Supplied entries:
+++

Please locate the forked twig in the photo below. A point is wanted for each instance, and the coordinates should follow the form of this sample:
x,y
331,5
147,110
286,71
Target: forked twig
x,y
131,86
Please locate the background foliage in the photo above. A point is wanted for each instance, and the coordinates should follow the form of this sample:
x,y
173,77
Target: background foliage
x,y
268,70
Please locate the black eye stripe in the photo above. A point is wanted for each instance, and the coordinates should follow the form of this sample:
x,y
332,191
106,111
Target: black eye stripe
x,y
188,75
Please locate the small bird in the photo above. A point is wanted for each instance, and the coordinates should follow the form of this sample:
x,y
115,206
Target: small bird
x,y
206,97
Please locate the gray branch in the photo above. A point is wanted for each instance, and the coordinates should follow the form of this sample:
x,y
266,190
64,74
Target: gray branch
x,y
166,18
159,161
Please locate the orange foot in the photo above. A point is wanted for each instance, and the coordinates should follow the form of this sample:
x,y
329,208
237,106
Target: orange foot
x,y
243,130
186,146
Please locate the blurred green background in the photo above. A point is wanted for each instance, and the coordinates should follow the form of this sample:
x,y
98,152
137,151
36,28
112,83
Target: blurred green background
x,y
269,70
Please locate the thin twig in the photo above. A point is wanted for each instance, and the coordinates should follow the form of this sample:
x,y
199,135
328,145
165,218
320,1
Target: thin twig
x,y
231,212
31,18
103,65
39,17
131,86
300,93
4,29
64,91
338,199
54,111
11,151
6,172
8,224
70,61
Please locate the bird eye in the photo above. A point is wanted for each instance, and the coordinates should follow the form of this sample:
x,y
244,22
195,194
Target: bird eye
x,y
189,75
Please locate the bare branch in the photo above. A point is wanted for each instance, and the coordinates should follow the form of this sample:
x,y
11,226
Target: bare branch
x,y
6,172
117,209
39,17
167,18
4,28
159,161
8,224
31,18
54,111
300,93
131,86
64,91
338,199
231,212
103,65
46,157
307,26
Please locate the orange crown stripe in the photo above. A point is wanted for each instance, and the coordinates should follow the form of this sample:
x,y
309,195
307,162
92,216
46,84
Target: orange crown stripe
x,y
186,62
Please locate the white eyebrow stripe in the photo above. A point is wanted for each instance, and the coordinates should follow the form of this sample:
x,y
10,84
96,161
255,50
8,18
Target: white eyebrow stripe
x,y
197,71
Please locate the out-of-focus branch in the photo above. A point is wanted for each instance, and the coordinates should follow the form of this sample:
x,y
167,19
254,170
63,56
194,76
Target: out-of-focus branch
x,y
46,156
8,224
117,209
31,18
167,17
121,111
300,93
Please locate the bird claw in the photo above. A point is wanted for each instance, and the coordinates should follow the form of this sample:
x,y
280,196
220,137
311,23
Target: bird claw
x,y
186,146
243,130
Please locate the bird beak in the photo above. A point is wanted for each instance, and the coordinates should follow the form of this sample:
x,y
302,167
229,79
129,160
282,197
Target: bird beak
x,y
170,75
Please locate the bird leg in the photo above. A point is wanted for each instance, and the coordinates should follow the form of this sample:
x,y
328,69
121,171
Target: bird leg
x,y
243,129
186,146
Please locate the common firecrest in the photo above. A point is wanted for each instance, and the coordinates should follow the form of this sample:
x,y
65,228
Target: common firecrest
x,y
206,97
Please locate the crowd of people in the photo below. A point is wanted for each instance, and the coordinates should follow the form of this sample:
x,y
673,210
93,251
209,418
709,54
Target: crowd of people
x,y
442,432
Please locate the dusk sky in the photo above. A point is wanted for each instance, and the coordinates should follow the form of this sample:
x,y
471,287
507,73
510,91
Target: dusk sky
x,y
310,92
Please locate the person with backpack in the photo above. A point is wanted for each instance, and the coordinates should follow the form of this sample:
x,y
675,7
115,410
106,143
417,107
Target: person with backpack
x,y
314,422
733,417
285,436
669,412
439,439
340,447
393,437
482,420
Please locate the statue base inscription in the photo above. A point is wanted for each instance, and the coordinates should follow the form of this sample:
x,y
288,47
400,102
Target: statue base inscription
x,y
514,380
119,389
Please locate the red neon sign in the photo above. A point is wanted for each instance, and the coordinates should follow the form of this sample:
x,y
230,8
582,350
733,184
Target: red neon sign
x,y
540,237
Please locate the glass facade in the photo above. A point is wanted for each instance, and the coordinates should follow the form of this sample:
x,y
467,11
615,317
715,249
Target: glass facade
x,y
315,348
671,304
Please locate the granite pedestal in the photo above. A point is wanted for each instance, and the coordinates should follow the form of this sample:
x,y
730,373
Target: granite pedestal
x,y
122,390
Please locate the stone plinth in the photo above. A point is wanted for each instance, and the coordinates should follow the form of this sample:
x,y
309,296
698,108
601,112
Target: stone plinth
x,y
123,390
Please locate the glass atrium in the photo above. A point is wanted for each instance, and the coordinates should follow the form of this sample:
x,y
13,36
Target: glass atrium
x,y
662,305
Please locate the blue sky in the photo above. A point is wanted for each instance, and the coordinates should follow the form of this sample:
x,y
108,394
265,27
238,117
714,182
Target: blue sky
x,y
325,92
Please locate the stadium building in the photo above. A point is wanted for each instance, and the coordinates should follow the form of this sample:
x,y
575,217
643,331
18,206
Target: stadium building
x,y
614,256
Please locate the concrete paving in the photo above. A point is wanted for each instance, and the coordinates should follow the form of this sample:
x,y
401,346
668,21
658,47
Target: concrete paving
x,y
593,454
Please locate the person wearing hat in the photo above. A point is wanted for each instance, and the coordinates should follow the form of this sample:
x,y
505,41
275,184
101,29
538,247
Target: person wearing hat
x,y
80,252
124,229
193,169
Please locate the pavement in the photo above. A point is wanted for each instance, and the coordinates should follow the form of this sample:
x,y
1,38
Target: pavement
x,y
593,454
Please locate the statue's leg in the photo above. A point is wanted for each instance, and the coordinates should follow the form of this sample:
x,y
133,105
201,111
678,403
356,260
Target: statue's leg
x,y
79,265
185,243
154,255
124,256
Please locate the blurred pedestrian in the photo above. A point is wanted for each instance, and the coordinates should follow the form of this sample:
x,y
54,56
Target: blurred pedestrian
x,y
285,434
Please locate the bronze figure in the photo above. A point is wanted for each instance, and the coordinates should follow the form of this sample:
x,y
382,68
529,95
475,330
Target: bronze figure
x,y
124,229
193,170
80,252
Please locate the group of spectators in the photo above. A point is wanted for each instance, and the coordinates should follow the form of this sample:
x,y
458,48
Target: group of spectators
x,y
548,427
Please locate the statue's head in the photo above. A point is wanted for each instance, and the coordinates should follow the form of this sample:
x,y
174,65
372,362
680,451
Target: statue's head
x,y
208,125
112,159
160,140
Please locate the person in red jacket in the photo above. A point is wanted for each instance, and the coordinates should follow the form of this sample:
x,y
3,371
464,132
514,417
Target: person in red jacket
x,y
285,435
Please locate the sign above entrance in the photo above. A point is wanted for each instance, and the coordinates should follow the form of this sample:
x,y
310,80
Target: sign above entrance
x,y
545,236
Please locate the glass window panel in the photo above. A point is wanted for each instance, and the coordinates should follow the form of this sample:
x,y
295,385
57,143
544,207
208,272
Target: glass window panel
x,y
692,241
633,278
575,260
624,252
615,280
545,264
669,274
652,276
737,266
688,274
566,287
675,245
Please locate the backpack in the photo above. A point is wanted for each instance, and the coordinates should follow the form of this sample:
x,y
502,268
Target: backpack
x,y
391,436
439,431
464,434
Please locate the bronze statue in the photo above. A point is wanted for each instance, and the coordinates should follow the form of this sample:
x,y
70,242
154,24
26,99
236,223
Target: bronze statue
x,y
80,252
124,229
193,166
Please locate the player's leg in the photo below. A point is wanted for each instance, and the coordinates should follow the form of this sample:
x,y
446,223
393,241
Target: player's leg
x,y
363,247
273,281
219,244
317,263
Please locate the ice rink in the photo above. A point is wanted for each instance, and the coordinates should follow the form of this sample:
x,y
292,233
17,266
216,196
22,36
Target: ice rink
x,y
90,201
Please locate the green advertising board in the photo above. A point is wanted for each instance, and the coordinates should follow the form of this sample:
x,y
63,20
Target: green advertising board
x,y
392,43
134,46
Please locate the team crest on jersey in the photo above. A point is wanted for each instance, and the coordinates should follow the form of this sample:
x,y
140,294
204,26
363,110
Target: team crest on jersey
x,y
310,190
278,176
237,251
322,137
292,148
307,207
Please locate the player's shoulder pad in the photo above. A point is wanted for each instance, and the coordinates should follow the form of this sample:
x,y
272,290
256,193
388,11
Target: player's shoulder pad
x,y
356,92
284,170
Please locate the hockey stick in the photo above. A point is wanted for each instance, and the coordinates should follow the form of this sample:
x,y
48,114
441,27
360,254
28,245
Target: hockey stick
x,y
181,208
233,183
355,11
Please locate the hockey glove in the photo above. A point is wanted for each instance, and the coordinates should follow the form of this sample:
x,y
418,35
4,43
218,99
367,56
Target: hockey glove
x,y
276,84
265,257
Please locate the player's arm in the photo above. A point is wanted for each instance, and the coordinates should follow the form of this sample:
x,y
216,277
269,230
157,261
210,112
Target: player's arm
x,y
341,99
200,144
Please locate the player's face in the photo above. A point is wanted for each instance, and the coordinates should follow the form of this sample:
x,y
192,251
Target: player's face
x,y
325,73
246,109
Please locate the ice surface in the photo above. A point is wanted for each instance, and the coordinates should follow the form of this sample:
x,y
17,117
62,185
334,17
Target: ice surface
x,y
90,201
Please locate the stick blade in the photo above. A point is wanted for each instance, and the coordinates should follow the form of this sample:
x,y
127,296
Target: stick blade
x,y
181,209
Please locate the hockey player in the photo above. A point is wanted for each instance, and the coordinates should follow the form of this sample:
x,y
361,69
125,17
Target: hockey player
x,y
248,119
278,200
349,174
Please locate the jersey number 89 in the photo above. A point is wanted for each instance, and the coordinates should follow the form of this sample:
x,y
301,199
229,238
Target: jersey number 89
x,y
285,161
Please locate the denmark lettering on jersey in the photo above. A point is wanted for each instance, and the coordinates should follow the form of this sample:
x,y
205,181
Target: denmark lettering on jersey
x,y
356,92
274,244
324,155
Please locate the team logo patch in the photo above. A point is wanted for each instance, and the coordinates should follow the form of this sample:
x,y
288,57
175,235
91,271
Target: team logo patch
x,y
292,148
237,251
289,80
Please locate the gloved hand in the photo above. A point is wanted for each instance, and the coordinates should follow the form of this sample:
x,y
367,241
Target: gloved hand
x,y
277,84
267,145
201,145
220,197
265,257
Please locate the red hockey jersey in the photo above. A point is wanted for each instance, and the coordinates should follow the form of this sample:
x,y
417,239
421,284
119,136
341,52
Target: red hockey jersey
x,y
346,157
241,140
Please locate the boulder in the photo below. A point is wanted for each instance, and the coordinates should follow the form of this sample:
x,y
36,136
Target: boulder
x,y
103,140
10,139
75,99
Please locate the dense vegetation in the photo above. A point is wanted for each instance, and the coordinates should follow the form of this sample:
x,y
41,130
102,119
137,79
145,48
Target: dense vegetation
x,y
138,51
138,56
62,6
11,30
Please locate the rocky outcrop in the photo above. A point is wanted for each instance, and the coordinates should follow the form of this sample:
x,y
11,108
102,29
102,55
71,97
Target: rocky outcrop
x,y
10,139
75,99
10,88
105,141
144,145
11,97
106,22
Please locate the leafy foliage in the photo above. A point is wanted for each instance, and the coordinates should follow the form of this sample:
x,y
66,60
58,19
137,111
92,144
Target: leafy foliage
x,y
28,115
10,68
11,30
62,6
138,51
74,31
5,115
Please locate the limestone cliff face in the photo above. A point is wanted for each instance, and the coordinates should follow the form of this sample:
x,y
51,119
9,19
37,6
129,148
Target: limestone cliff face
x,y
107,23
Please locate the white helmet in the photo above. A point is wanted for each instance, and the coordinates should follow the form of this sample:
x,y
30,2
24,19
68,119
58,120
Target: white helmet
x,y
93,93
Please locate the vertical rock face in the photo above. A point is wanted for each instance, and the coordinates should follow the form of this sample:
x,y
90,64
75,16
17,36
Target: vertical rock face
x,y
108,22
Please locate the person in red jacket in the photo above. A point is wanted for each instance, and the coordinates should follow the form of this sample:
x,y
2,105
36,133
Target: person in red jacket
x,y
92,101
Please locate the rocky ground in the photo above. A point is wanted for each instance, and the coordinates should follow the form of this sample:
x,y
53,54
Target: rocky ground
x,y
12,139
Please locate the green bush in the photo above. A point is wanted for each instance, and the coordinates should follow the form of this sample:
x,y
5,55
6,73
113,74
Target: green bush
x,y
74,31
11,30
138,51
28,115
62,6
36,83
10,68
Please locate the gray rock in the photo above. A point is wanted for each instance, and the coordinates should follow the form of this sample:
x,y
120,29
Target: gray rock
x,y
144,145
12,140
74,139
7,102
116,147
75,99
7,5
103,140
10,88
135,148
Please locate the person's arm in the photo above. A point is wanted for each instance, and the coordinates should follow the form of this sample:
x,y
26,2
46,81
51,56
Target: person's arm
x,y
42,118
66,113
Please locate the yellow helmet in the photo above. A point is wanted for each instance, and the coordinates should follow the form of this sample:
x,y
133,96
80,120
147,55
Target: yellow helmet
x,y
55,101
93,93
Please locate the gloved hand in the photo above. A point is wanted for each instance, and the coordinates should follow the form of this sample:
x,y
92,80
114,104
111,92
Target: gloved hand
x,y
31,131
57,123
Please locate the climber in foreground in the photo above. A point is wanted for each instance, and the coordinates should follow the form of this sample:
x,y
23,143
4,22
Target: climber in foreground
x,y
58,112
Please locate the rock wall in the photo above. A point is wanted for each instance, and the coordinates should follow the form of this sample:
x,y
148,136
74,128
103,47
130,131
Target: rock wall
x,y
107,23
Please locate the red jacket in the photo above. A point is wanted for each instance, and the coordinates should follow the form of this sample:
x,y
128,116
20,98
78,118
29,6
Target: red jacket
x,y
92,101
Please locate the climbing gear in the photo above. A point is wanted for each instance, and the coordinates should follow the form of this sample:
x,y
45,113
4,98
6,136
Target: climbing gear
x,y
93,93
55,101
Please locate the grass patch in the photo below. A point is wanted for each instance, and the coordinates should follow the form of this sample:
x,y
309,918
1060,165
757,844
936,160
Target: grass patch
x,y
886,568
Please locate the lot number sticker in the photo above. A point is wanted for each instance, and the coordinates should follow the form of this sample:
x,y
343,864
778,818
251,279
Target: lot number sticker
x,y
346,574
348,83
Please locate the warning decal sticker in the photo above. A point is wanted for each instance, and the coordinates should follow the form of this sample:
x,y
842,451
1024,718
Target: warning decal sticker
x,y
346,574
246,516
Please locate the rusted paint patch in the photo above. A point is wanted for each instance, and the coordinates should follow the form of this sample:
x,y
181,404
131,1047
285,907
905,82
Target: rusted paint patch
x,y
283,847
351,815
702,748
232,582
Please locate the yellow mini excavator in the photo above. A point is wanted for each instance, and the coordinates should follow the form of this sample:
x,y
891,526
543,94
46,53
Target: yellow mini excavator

+++

Task description: Scan the material above for the string "mini", and copy every line where it is found.

Answer section:
Please locate the yellow mini excavator in the photo above. A point is wanted for each instance, and the coordinates should follow the form of this sample:
Target: yellow mini excavator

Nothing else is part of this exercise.